**PROBLEM DESCRIPTION**
Please count the lines in the entries below that contain the string "stage", matching case exactly, and give only the number.

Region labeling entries

☆ ☆ ☆ ☆ ☆

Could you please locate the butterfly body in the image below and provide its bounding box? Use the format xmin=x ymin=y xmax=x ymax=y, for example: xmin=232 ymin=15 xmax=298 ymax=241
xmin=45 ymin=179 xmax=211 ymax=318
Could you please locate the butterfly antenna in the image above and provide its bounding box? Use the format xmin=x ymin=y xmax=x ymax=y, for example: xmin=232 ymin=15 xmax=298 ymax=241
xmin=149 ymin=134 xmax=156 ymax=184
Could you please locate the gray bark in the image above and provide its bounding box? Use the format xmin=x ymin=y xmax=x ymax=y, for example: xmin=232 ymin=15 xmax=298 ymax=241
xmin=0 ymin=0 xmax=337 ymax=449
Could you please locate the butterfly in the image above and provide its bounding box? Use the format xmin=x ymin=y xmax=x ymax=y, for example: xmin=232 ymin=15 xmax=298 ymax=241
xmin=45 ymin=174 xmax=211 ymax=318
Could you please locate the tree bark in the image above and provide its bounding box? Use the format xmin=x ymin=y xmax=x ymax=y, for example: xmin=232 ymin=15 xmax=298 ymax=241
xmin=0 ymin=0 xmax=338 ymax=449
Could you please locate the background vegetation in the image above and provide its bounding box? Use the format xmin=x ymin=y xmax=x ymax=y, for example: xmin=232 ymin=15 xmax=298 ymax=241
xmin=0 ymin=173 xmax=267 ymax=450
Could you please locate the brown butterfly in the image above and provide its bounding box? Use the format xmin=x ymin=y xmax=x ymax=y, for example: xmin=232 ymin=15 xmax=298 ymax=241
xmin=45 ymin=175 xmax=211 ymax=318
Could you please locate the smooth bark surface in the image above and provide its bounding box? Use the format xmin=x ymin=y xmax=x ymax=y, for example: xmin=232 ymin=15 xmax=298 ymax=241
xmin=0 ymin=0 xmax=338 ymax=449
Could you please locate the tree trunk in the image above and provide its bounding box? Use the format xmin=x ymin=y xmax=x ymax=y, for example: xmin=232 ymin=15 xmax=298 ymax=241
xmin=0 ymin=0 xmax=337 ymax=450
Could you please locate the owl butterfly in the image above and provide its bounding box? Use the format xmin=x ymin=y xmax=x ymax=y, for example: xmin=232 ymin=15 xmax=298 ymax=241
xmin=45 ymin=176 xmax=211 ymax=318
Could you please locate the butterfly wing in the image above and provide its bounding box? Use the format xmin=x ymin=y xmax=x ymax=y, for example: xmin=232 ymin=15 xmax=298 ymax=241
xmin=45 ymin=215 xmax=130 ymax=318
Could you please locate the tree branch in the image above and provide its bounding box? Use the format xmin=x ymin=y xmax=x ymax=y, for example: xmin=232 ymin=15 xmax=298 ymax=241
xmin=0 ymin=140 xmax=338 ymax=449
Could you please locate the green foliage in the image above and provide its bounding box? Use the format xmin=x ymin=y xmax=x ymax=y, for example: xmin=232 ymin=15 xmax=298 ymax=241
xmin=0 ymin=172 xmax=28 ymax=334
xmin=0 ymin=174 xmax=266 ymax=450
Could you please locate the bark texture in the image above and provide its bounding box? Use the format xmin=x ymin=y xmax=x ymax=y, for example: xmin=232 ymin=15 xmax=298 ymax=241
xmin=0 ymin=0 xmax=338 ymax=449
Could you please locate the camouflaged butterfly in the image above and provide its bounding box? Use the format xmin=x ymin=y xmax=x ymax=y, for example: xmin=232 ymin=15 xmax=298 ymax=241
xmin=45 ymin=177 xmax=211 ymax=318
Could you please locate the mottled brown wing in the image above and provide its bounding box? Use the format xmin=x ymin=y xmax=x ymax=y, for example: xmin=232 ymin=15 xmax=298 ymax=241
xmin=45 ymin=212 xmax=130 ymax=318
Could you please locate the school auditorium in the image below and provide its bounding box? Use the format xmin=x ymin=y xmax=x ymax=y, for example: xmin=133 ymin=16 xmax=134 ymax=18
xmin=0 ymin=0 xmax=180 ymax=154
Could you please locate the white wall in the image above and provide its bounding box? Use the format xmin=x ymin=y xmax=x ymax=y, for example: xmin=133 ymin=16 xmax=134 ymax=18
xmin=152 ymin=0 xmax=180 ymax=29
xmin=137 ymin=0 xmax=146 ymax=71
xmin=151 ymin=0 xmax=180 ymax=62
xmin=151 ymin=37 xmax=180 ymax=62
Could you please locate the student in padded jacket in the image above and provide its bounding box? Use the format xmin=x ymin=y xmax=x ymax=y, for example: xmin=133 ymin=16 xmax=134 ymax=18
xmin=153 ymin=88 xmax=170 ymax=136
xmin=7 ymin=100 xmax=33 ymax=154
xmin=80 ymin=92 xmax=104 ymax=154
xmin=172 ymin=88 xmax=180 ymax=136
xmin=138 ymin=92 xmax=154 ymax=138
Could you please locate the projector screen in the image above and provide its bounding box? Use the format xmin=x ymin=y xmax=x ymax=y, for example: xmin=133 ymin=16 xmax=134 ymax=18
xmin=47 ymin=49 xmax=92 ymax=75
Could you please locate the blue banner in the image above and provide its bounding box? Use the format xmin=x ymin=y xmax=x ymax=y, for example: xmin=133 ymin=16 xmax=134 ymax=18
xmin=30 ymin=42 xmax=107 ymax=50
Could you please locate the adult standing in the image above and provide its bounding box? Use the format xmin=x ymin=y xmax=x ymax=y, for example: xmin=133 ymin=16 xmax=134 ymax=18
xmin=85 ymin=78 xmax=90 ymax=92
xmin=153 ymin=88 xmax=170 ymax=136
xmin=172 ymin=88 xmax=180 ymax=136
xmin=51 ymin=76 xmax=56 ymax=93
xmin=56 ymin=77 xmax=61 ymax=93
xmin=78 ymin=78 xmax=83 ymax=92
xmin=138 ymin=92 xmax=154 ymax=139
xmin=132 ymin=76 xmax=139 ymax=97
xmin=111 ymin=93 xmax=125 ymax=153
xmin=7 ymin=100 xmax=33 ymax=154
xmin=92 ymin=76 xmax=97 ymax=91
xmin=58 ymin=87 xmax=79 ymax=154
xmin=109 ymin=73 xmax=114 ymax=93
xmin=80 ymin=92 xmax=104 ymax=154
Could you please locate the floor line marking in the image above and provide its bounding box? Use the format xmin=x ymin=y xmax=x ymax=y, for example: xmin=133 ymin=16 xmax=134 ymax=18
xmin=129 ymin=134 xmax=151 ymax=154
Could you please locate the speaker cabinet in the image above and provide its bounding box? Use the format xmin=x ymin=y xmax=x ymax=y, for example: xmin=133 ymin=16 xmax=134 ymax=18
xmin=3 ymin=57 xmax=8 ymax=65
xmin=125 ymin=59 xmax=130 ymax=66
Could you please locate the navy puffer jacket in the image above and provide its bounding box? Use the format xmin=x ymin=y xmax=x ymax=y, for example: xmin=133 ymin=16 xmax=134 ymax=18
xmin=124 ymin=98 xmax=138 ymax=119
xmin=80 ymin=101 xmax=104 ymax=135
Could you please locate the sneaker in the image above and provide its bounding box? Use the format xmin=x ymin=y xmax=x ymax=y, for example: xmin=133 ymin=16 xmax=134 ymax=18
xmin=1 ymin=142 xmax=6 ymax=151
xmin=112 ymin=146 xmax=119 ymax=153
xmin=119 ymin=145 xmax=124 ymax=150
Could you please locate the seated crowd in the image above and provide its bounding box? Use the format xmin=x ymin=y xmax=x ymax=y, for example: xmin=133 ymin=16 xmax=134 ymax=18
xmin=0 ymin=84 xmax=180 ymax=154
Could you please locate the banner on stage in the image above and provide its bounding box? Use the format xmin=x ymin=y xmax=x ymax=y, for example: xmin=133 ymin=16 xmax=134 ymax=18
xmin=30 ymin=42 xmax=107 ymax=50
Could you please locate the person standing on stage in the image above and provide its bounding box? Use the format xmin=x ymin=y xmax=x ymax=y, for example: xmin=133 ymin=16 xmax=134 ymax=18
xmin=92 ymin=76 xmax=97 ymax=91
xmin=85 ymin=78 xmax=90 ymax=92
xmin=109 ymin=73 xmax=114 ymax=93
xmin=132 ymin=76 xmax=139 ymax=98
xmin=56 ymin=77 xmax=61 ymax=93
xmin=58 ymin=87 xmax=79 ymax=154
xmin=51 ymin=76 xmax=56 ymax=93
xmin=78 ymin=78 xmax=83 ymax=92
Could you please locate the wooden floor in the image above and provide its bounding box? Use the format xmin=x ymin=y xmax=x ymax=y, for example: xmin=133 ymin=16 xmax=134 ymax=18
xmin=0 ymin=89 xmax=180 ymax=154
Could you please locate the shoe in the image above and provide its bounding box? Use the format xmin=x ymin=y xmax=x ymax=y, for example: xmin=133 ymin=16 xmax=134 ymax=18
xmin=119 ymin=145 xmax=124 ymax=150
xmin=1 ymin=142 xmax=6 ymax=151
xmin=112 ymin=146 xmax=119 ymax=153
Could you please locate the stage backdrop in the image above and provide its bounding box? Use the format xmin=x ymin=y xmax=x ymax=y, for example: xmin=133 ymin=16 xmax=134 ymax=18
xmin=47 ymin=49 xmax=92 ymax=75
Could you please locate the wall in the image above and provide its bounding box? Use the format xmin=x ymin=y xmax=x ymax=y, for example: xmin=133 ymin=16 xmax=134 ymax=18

☆ ☆ ☆ ☆ ☆

**EXPECTED ANSWER**
3